Text passage:
Next week finds the Lakers competiting in the MIAA Individual Championships. Team members are poised to do well - and are motivated to represent their team with the determination and focus that have served them so well throughout the season. The coaches couldn't be more proud of the boys; and are enthusiastic about the the development that no doubt awaits them in the time ahead.

Final Score:  Boys’ Latin 9.5 / John Carroll 11.5

Boys’ Latin vs. Calvert Hall

April 27, 2006

Five Laker team members held a lead during the back six holes during their match against conference rival, Calvert Hall - and one by one, the leads disapated, until finally converting to halved matches or losses after the conclusion of the twelvth hole.

It should be noted however, that in order to play into such an initially favorably position, Boys' Latin had to overcome being swept six points to zero on the front six holes. When the sixth golfer finished the sixth hole, the Lakers had slipped to a 0-6 position in the match. Yet, the team's inability to accept defeat boosted its hopes - and the players set out to turn things around.

The Lakers should be commended for their ability to do so - as each team member shook off the front six results and grinded out a quick lead on the back. It was unfortunately, a lead that would eventually be lost; but it permitted the bright light of possibility to shine on the Lakers hopes for the future. This glimmer of optimism is the beacon to which the Lakers are drawn in the time ahead.

Senior, Michael Gallagher deserves special recognition for his showing against Calvert Hall. Michael boasted his finest performance of the season - nearly holing a fairway wood shot for eagle from 220 yards on the fifth hole and following it up with another excellent approach shot that burned the edge of the hole for eagle on the 9th. Micahel's percision with his iron shots and fairway woods has grown to significant porpotions and the remainer of the season promises to be eventful for the quietly confident Laker upperclassman.

Work to be completed: Continue the Boys' Latin golf recap from its final sentence, about Michael Gallagher's play.

Information shown:
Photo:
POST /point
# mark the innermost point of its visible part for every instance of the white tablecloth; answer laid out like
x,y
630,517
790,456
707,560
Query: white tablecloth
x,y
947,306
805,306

Task response:
At the end of the day, team members were distraught but remained optimistic about their progression. Said the coaches "For this team to be competitive in this conference in 2006 is an accomplishment in itself. Do not focus on the record. Focus instead on your development as an individual and your development as a team. We're young. But the thing about being young is that you're always growing. And this team is growing into something special. Concentrate on the development. The wins are just a byproduct of something much, much larger. And they'll come eventually. That's for certain."

The final match of the season promises to be worthy of attention. John Carroll, also without a win for the season, is the last opponent that Boys' Latin will face. Each team hungry for its first victory and each determined to taste such an achievement before season's end, the battle that will pit John Carroll against Boys' Latin will no doubt be full of highlights.

Final Score:  Boys’ Latin 2 / Calvert Hall 19

Boys’ Latin vs. Archbishop Spalding

April 21, 2006

As C.S. Lewis once said, “Sometimes the longest way ‘round is the shortest way home.”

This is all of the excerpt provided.